# YOUR TASK:
List every line of the records below that contains the word "blue".

[Entries from a dataset]
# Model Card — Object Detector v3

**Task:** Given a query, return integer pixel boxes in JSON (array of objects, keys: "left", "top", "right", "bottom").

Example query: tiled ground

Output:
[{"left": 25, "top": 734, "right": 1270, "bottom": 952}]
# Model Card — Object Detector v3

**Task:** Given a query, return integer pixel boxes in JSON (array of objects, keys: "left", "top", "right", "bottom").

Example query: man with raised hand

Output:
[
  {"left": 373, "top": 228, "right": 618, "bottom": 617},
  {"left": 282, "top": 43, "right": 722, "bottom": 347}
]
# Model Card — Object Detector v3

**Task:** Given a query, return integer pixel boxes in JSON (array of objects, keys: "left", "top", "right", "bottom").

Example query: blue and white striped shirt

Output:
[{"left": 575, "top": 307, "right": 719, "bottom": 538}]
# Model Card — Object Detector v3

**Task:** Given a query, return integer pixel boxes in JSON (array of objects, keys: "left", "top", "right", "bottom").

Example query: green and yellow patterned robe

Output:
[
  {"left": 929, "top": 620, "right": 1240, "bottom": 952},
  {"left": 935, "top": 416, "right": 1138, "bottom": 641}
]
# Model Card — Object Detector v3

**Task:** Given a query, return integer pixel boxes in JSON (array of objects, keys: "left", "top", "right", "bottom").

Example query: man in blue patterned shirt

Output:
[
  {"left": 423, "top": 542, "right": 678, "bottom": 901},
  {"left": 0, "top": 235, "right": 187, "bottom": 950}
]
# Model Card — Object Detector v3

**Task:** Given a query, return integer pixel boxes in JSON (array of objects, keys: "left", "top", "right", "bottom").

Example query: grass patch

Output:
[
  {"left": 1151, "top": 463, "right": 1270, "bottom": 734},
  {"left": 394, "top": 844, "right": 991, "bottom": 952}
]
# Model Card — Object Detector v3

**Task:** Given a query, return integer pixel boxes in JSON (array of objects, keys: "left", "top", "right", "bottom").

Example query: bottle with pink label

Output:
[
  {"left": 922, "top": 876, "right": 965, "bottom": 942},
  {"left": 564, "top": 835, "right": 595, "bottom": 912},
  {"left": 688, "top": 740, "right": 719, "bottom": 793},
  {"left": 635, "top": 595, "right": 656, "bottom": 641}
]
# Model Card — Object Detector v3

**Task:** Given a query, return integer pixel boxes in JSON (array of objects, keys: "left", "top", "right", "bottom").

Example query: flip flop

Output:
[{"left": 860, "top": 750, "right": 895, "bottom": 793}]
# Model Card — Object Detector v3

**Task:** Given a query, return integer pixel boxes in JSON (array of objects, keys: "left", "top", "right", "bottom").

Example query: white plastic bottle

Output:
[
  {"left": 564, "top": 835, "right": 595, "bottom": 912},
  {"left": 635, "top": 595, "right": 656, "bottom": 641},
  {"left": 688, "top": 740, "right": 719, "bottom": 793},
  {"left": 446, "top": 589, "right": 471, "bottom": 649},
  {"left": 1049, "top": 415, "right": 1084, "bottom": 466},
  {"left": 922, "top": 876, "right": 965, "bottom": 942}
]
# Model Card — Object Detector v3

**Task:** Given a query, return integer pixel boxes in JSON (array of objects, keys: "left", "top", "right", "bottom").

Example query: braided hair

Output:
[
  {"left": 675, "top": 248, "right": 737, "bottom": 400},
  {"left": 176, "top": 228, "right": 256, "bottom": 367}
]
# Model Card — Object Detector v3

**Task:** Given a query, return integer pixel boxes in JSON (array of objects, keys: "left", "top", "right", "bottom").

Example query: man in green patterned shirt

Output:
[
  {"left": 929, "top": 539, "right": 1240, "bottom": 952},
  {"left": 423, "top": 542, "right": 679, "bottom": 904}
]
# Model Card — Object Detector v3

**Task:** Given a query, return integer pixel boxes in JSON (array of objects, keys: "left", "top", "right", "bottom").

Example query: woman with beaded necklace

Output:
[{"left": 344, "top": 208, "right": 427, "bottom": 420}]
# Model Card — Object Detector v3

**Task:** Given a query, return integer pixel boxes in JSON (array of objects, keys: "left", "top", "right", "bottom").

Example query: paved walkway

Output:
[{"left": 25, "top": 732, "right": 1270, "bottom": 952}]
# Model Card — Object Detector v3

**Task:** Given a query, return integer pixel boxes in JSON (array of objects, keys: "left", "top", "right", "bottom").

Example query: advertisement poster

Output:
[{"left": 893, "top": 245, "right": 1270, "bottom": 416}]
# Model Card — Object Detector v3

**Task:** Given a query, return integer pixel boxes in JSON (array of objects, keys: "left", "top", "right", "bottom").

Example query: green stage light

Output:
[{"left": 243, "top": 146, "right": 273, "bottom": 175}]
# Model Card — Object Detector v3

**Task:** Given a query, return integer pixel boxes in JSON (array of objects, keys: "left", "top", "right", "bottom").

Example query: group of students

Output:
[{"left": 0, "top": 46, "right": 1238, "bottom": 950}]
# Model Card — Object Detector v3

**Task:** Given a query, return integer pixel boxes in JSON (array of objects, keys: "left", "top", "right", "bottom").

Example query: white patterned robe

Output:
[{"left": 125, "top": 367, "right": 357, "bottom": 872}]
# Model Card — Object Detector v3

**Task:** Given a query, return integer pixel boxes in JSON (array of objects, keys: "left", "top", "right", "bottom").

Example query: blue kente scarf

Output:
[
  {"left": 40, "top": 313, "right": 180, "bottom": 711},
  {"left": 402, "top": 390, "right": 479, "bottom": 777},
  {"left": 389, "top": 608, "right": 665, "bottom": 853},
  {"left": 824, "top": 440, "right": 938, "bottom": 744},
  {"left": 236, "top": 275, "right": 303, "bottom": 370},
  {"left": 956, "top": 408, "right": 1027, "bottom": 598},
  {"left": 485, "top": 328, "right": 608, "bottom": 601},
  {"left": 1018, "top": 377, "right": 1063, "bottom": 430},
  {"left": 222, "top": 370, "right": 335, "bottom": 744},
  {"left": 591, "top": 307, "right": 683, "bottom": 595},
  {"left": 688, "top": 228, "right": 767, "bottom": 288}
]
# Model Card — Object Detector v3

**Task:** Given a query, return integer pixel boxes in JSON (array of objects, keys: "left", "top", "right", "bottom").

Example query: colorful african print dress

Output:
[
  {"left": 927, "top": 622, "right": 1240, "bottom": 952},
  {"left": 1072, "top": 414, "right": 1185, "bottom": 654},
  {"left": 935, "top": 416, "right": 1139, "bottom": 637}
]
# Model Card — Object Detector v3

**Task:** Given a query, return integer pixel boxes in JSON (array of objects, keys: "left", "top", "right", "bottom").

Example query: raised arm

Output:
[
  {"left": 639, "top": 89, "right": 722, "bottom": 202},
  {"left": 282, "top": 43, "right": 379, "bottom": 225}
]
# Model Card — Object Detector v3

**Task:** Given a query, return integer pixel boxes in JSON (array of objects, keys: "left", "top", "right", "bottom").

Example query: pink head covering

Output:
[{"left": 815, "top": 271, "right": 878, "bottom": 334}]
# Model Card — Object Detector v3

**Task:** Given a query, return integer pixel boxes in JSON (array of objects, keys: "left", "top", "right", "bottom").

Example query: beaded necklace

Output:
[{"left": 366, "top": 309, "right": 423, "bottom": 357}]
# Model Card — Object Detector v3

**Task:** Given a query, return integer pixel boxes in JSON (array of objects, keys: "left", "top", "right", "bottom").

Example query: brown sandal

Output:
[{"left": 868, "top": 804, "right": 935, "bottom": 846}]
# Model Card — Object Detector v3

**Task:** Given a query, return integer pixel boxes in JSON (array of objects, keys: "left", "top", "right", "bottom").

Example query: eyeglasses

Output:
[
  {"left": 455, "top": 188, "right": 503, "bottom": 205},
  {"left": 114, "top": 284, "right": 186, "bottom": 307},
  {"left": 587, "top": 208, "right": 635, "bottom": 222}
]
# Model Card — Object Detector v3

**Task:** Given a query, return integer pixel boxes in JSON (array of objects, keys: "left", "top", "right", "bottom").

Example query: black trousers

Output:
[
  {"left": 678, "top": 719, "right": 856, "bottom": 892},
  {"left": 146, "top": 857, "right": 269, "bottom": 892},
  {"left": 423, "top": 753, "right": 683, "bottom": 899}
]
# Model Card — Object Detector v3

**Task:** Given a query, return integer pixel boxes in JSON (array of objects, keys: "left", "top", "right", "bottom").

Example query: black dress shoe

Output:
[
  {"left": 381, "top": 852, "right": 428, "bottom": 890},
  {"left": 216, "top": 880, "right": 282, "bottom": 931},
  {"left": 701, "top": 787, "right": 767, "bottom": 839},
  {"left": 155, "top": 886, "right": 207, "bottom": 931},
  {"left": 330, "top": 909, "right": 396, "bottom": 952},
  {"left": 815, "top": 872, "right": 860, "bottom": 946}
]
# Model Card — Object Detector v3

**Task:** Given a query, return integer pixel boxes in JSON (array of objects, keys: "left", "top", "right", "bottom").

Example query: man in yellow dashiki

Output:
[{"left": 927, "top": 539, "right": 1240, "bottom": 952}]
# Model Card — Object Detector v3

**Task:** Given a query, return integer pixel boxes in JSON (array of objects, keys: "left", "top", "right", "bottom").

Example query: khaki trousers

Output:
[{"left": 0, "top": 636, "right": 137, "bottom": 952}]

# WORKED ANSWER:
Example query: blue and white striped shirt
Example query: man in blue patterned shirt
Example query: blue kente scarf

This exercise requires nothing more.